··· RECORDED INFORMATION ···
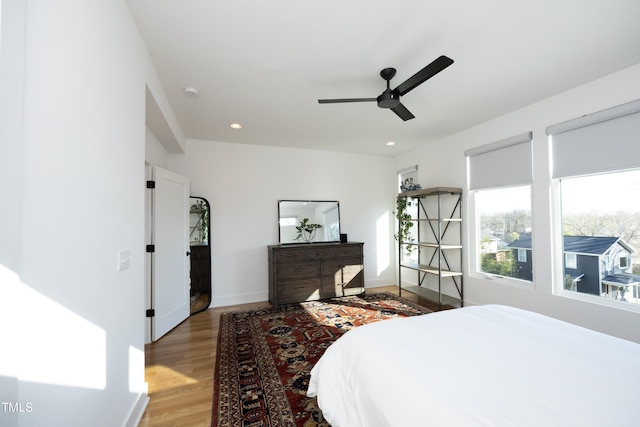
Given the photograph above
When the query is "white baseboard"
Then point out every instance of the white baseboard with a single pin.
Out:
(138, 410)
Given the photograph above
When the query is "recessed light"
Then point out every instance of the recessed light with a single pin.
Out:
(189, 90)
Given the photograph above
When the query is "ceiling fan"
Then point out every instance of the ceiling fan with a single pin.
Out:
(390, 98)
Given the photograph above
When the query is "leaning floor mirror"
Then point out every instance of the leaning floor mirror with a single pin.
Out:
(200, 253)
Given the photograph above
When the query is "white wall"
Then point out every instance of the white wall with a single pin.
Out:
(75, 353)
(443, 163)
(243, 183)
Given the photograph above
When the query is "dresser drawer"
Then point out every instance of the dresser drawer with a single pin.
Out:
(341, 266)
(345, 251)
(321, 252)
(299, 290)
(289, 255)
(298, 270)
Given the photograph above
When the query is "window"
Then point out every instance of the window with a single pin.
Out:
(596, 163)
(504, 240)
(623, 262)
(500, 175)
(570, 260)
(601, 223)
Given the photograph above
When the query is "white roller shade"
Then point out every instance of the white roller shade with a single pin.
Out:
(605, 141)
(503, 163)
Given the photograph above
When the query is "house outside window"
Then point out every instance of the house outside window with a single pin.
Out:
(604, 233)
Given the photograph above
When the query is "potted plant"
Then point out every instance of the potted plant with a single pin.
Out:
(404, 224)
(306, 230)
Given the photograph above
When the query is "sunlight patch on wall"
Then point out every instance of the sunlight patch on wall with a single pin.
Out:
(136, 371)
(382, 243)
(52, 344)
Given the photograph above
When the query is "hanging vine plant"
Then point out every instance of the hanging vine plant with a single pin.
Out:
(404, 224)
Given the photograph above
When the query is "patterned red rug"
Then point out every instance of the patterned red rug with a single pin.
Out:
(264, 356)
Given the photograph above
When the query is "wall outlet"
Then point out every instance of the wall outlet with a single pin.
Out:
(124, 259)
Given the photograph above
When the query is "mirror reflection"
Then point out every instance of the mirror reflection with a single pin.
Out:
(308, 221)
(200, 253)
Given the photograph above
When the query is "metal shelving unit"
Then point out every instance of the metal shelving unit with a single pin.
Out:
(434, 252)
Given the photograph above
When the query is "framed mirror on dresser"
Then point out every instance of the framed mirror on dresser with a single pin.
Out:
(310, 262)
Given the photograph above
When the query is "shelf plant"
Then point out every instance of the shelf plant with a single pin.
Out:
(306, 230)
(404, 224)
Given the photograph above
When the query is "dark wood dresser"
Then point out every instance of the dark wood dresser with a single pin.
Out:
(314, 271)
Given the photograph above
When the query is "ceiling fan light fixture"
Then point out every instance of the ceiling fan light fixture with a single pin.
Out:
(190, 90)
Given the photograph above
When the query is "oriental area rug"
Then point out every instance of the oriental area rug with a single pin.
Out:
(265, 356)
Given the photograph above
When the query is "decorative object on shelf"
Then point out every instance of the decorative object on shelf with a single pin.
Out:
(404, 224)
(306, 230)
(408, 185)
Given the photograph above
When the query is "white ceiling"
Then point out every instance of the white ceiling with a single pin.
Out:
(265, 64)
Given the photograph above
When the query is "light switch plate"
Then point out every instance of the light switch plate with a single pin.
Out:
(124, 259)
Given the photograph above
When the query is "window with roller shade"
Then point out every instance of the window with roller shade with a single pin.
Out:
(596, 164)
(499, 180)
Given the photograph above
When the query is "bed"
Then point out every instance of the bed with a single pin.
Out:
(486, 365)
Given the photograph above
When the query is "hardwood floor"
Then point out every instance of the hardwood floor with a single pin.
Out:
(180, 367)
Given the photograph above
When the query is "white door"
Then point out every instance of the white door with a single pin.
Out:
(170, 266)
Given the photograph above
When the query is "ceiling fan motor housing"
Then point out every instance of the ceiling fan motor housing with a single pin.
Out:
(388, 99)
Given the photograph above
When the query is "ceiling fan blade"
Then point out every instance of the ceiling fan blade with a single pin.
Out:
(402, 112)
(423, 75)
(335, 101)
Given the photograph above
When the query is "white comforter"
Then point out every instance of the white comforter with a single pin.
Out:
(478, 366)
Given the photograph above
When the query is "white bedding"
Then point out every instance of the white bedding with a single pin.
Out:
(478, 366)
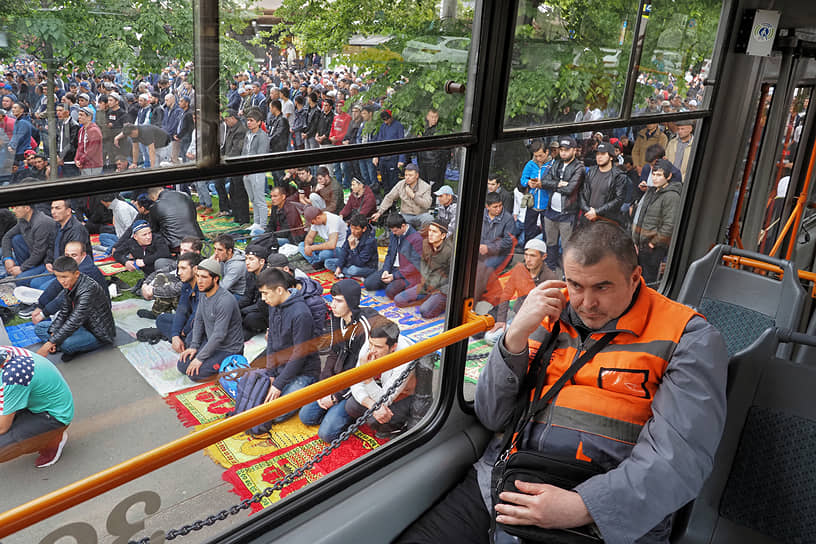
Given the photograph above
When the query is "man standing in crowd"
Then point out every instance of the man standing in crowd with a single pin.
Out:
(173, 216)
(217, 332)
(84, 322)
(564, 181)
(255, 143)
(36, 408)
(415, 199)
(390, 129)
(88, 157)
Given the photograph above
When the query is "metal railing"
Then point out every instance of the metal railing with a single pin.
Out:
(82, 490)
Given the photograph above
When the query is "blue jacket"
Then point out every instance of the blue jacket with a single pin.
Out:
(21, 137)
(409, 249)
(291, 348)
(183, 318)
(541, 197)
(395, 131)
(364, 255)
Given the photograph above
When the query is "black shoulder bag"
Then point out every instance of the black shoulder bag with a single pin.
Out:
(536, 467)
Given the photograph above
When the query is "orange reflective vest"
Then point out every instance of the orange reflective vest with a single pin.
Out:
(611, 396)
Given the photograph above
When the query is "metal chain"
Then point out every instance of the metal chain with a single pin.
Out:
(286, 480)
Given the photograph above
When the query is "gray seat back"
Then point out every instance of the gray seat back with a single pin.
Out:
(764, 479)
(740, 303)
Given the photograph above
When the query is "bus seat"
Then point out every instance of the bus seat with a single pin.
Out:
(762, 486)
(740, 303)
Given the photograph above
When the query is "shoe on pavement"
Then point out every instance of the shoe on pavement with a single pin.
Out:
(51, 455)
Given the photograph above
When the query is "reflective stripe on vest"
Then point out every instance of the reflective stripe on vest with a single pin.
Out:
(611, 396)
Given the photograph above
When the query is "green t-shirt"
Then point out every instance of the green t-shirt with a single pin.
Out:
(30, 381)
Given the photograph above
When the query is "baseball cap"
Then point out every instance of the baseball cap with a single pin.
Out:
(605, 147)
(568, 142)
(257, 250)
(277, 260)
(536, 244)
(310, 213)
(212, 266)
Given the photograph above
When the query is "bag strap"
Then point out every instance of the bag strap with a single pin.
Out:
(531, 408)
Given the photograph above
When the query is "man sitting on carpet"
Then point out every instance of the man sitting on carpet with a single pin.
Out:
(84, 322)
(392, 417)
(292, 361)
(400, 269)
(234, 278)
(178, 326)
(217, 332)
(37, 407)
(143, 251)
(349, 328)
(254, 311)
(50, 300)
(358, 256)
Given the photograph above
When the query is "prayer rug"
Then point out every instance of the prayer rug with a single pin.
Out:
(22, 335)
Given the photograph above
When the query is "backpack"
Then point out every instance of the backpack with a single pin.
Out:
(251, 392)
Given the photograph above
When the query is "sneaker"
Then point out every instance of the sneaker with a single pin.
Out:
(49, 456)
(25, 310)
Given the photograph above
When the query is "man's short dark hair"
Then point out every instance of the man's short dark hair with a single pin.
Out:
(492, 198)
(65, 264)
(225, 240)
(665, 166)
(195, 242)
(382, 327)
(654, 151)
(358, 220)
(192, 258)
(272, 278)
(593, 241)
(394, 221)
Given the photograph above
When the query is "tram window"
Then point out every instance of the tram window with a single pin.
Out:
(569, 65)
(384, 79)
(395, 272)
(676, 57)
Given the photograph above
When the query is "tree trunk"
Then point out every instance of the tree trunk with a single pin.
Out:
(448, 9)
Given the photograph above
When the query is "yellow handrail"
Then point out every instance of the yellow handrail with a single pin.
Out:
(80, 491)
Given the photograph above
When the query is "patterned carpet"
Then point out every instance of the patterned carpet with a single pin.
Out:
(252, 464)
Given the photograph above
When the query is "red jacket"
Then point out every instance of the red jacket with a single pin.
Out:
(89, 147)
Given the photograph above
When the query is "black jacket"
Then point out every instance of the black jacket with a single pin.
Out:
(130, 249)
(609, 198)
(173, 217)
(85, 305)
(574, 174)
(278, 128)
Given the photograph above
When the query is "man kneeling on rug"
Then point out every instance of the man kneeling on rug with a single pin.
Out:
(217, 331)
(36, 408)
(84, 322)
(393, 416)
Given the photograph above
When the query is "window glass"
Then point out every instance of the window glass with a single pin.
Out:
(328, 75)
(349, 275)
(676, 58)
(112, 64)
(539, 191)
(569, 62)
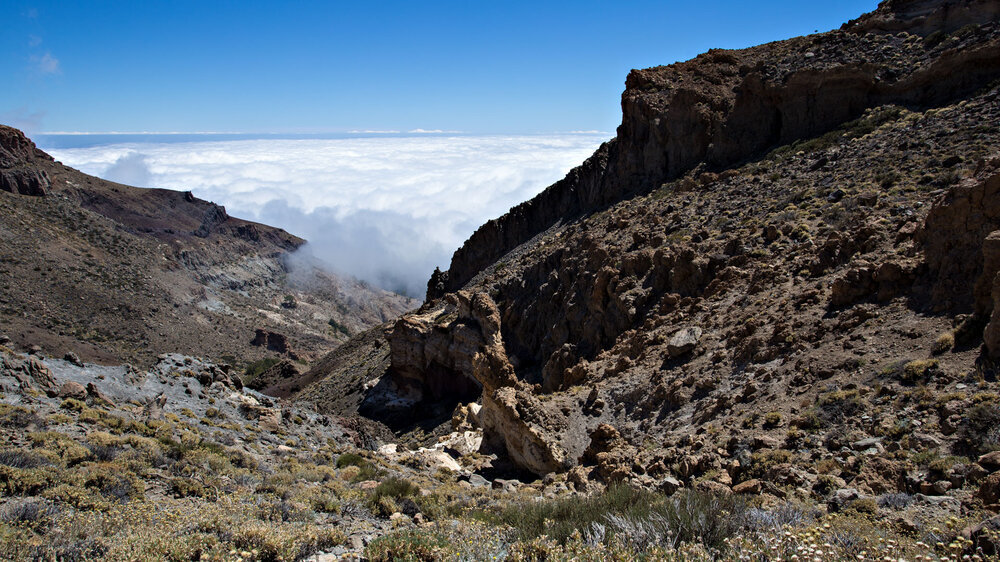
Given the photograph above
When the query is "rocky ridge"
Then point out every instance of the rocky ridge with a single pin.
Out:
(116, 273)
(727, 106)
(806, 322)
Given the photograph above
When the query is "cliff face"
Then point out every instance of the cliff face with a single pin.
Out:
(118, 273)
(639, 318)
(725, 107)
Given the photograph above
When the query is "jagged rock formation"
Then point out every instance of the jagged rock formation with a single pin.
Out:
(724, 107)
(688, 309)
(16, 173)
(115, 273)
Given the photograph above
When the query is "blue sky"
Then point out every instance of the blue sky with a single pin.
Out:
(472, 66)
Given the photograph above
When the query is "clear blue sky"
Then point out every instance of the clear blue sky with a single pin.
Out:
(474, 66)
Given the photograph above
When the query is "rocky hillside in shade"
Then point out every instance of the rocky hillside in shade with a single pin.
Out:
(728, 106)
(117, 273)
(778, 279)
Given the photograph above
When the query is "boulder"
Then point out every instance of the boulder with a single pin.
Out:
(71, 389)
(684, 341)
(989, 489)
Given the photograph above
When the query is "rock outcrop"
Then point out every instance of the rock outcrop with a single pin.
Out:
(960, 236)
(16, 173)
(454, 350)
(726, 106)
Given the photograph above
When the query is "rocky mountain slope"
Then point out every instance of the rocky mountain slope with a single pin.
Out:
(761, 323)
(778, 278)
(117, 273)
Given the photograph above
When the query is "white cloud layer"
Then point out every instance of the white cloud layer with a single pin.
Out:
(385, 209)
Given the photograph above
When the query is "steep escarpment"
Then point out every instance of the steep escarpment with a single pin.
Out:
(116, 273)
(725, 107)
(813, 321)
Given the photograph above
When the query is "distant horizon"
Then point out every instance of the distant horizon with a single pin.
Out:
(322, 67)
(387, 208)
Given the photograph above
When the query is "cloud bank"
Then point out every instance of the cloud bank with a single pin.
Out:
(386, 209)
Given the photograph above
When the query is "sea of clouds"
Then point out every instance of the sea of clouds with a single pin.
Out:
(387, 209)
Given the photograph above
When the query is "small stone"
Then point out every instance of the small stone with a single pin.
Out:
(753, 486)
(990, 461)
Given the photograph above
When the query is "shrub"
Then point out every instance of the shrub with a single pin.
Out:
(73, 405)
(29, 513)
(112, 482)
(408, 546)
(186, 488)
(365, 470)
(762, 461)
(22, 459)
(350, 459)
(981, 430)
(256, 368)
(386, 497)
(836, 406)
(18, 417)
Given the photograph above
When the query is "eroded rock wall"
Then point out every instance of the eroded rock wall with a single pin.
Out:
(725, 106)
···
▶ _PROBLEM TO WORK ON_
Return each line in the listing above that contains the word "plant", copying every line unchanged.

▶ _CORRECT RESPONSE_
When the query is "potted plant"
Then point out every instance of the potted plant with a single pin.
When the query is "hanging vine plant"
Then point out every instance of the hanging vine plant with a single pin.
When the query is "shelf plant"
Then point out every instance of the shelf plant with a single pin.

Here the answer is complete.